- _Extrait de page_:
============================================================
Le dollar canadien semble être une devise sans grand éclat, mais sa récente force est un peu surprenante et inquiétante pour la croissance économique, estiment certains analystes.
Depuis l’élection américaine, le dollar canadien performe mieux que l’euro, le yen, la livre sterling, le dollar australien et le peso mexicain. Cela s’explique difficilement étant donné ce qui affecte normalement la valeur du dollar.
« Si vous regardez du côté des prix du pétrole cette année et du côté des écarts des taux d’intérêt aux États-Unis alors oui, il faut être surpris de ce qui se passe parce que le dollar canadien va essentiellement dans la direction opposée », explique en entrevue téléphonique Krishen Rangasamy, économiste principal à la Banque Nationale.
============================================================
- _Données disponibles_:

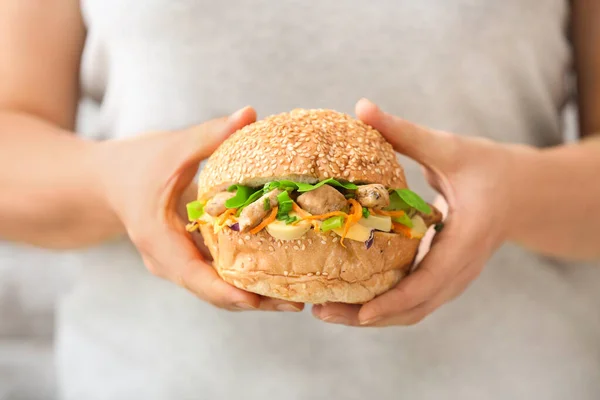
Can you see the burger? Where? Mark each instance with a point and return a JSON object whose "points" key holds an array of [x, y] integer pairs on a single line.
{"points": [[309, 206]]}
============================================================
- _Liste des tâches_:
[a] Répondez aux questions suivantes d'après l'article sur le dollar canadien.
(i) Depuis quel événement le dollar canadien fait-il mieux que plusieurs autres devises ?
(ii) Quel poste Krishen Rangasamy occupe-t-il, et dans quelle institution ?
(iii) De quelle manière l'entrevue avec Krishen Rangasamy s'est-elle déroulée ?
[b] Recopiez le passage de l'article sur le dollar canadien qui va de « Le dollar canadien semble » à « la Banque Nationale. », en substituant « huard » à « dollar canadien ».
[c] Énumérez toutes les devises par rapport auxquelles, selon l'article sur le dollar canadien, le dollar canadien performe mieux depuis l'élection américaine.

- _Réponses aux exercices_:
[a]
(i) Depuis l'élection américaine.
(ii) Il est économiste principal à la Banque Nationale.
(iii) Elle s'est déroulée par téléphone.

[b]
Le huard semble être une devise sans grand éclat, mais sa récente force est un peu surprenante et inquiétante pour la croissance économique, estiment certains analystes.
Depuis l’élection américaine, le huard performe mieux que l’euro, le yen, la livre sterling, le dollar australien et le peso mexicain. Cela s’explique difficilement étant donné ce qui affecte normalement la valeur du dollar.
« Si vous regardez du côté des prix du pétrole cette année et du côté des écarts des taux d’intérêt aux États-Unis alors oui, il faut être surpris de ce qui se passe parce que le huard va essentiellement dans la direction opposée », explique en entrevue téléphonique Krishen Rangasamy, économiste principal à la Banque Nationale.

[c] L'euro, le yen, la livre sterling, le dollar australien et le peso mexicain.